Goal: Can you write out every one of these entries word for word, leaving out the pictures?

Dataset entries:

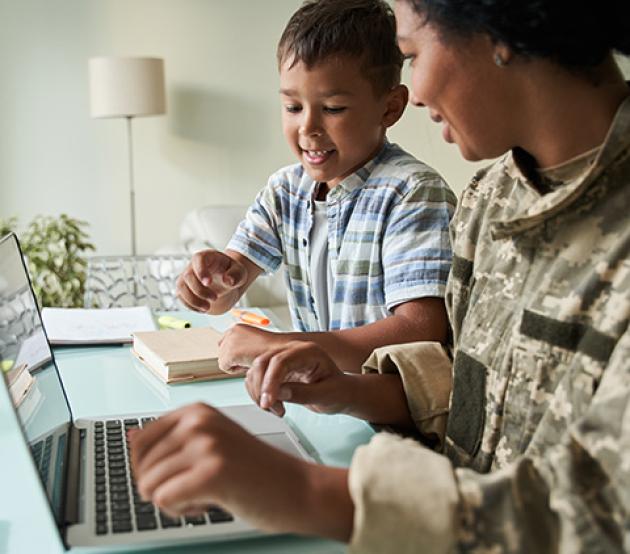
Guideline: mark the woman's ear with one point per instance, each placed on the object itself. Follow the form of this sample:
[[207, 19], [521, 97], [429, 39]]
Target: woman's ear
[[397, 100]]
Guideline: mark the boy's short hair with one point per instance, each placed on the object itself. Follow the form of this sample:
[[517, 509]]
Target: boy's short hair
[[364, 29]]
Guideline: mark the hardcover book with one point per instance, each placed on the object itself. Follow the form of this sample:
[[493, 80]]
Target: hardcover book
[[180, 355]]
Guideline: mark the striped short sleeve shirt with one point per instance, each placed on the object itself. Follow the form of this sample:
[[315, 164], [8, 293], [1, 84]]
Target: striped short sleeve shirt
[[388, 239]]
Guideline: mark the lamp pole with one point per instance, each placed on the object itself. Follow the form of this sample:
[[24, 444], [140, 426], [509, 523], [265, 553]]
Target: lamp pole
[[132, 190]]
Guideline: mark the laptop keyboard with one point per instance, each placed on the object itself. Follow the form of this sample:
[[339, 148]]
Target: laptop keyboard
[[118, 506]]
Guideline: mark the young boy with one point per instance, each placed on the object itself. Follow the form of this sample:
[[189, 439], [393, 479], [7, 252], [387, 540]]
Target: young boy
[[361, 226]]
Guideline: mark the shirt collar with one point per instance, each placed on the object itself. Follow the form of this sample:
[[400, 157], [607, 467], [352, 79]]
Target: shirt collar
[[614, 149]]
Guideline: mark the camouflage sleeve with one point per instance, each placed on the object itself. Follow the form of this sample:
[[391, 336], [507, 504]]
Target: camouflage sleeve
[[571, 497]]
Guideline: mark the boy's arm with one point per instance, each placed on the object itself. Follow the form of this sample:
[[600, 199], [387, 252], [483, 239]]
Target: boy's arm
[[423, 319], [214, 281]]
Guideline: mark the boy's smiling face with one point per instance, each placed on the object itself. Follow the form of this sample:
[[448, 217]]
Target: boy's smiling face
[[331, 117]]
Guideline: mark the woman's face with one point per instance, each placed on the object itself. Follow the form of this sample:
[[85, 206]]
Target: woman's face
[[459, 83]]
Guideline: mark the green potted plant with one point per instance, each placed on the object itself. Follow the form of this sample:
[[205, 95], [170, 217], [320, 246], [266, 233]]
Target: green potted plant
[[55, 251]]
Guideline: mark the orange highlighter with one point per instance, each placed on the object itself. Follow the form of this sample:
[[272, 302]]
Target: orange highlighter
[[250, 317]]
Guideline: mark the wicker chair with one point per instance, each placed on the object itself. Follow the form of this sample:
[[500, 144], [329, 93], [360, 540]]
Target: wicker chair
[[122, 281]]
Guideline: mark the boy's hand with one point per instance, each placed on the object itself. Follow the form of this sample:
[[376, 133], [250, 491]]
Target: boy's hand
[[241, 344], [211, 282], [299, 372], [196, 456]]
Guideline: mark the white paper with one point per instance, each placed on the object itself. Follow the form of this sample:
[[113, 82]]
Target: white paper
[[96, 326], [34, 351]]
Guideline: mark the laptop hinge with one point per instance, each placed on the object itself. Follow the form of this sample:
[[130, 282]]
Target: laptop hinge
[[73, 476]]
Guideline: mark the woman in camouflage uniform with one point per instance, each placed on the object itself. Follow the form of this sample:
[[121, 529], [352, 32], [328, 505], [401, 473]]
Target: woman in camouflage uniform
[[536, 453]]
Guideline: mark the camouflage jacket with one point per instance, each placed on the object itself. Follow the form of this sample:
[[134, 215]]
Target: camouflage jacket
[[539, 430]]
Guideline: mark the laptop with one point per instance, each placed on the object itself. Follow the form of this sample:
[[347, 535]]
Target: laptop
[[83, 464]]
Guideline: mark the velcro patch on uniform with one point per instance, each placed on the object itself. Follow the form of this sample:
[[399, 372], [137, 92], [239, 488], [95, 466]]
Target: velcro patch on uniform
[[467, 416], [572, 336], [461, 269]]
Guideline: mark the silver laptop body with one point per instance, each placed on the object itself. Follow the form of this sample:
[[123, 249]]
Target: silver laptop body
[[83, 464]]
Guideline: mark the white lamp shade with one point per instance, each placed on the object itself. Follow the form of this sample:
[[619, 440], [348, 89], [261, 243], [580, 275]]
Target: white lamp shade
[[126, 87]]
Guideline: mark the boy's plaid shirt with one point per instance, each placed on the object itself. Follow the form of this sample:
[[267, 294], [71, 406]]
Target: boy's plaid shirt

The reply:
Guideline: mark the woman's ear with one point per instance, each placed on the object itself. Follow the form of this sample:
[[207, 19], [521, 97], [429, 39]]
Target: woman's ear
[[397, 100]]
Guideline: mark the boy's short hair with one point per instance, each placed on the object itself. Follow the form of this sample:
[[517, 509]]
Target: boy's short hair
[[364, 29]]
Guideline: mark the hardcover book with one point per instance, each placed on the object itself. Follow the form of this sample:
[[493, 80]]
Target: hardcover book
[[180, 355]]
Guideline: mark the striped short sleeve shirt with one point per instance, each placed on the object itself. Follow the form of this sample:
[[315, 164], [8, 293], [1, 84]]
Target: striped short sleeve shirt
[[388, 239]]
Guideline: mark the lamp pole with one point per instance, each placed on the object itself. Follow the form of this sample:
[[24, 444], [140, 426], [509, 523], [265, 553]]
Target: lamp pole
[[132, 190]]
Guideline: mark the laptop keyboard with one point per instance, each placed on the object itself. Follow the form of this sample:
[[339, 148]]
Target: laptop keyboard
[[118, 506]]
Guideline: mark the young boy with one point per instance, each placed on the object itself. Follow the form of this sample:
[[189, 439], [393, 479], [7, 252], [387, 540]]
Target: young boy
[[361, 226]]
Guideline: mark the shirt collar with one point per instance, each placed on the object itself. Follow the form of this sample:
[[400, 157], [607, 467], [352, 79]]
Target: shirt collar
[[614, 149]]
Guideline: mark the camouflage sleeve with one point per instance, each placed on the object itself. Follow the form of this sample:
[[391, 336], [507, 504]]
Target: camouflage sleeve
[[571, 497]]
Guideline: mark the boy's arm with one point per instance, each placed on the object itself. Follow the form of this sample:
[[600, 199], [387, 252], [483, 239]]
Target: boy's arm
[[423, 319], [214, 281]]
Guideline: mark the boy's smiling face with one point per instance, each placed on the object itself. Follow the form of this sample:
[[448, 217]]
Target: boy's smiling face
[[331, 117]]
Guideline: mark the woman's face with one point per instance, each placed on the object itself. Follow the form of this sample:
[[85, 206]]
Target: woman's face
[[459, 83]]
Guideline: mark the green potted plant with one point per instance, each placed on the object itself. Follow the form of this sample:
[[205, 95], [170, 217], [320, 246], [266, 233]]
Target: green potted plant
[[55, 251]]
Guideline: mark the orange highlighter with one point per instance, each placed on the object itself. Follow the form of this sample:
[[272, 302]]
Target: orange highlighter
[[250, 317]]
Guideline: mark the wicker chair with one point per instance, each placed on the object itself. Follow the form of this sample:
[[500, 144], [329, 93], [360, 540]]
Target: wicker chair
[[122, 281]]
Guideline: mark the boy's hand with one point per instance, each placed on the object itself. Follow the form of this sample:
[[376, 133], [250, 491]]
Target: boy's hand
[[241, 344], [211, 282], [299, 372], [196, 456]]
Guideline: mark the white paper with one point per instance, each placed on the object itself. Follow the form of this sample:
[[113, 82]]
Target: white paper
[[96, 326], [34, 351]]
Guideline: mark the laptop hinge with one point per instance, each placed on the object itself. Follow the form of this sample:
[[130, 282]]
Target: laptop hinge
[[73, 476]]
Guideline: mark the woman in camouflage uniform with one point per instance, each placed on the object itself. Follow the form of this sample:
[[121, 529], [352, 32], [328, 505], [401, 473]]
Target: woman in camouflage uniform
[[536, 453]]
Guideline: mark the camouflage jacket with one point per instance, each placed on the object itself. Follow the form of this sample:
[[134, 215]]
Target: camouflage jacket
[[539, 430]]
Guideline: mark the laptop with one point per instance, each placed on the object itself. Follow the form of this sample:
[[347, 535]]
Target: laptop
[[83, 464]]
Guideline: mark the velcro patch on uniform with one point per instance, each placed on the object itself. Follow the form of this sample:
[[399, 372], [137, 92], [239, 488], [95, 466]]
Target: velcro patch on uniform
[[467, 416], [572, 336], [461, 269]]
Guideline: mark the silver laptop body with one point per instance, each placed on the object itself. Follow the form of this sample:
[[123, 249]]
Target: silver laptop body
[[83, 464]]
Guideline: mark the white lamp shade with one point per instance, each placed on the object itself. Follow the form of this sample:
[[619, 440], [348, 89], [261, 243], [580, 275]]
Target: white lamp shade
[[126, 87]]
Guideline: mark the boy's plaid shirt with one point per instance, each placed on the object itself. Follow the form of this sample:
[[267, 294], [71, 406]]
Target: boy's plaid shirt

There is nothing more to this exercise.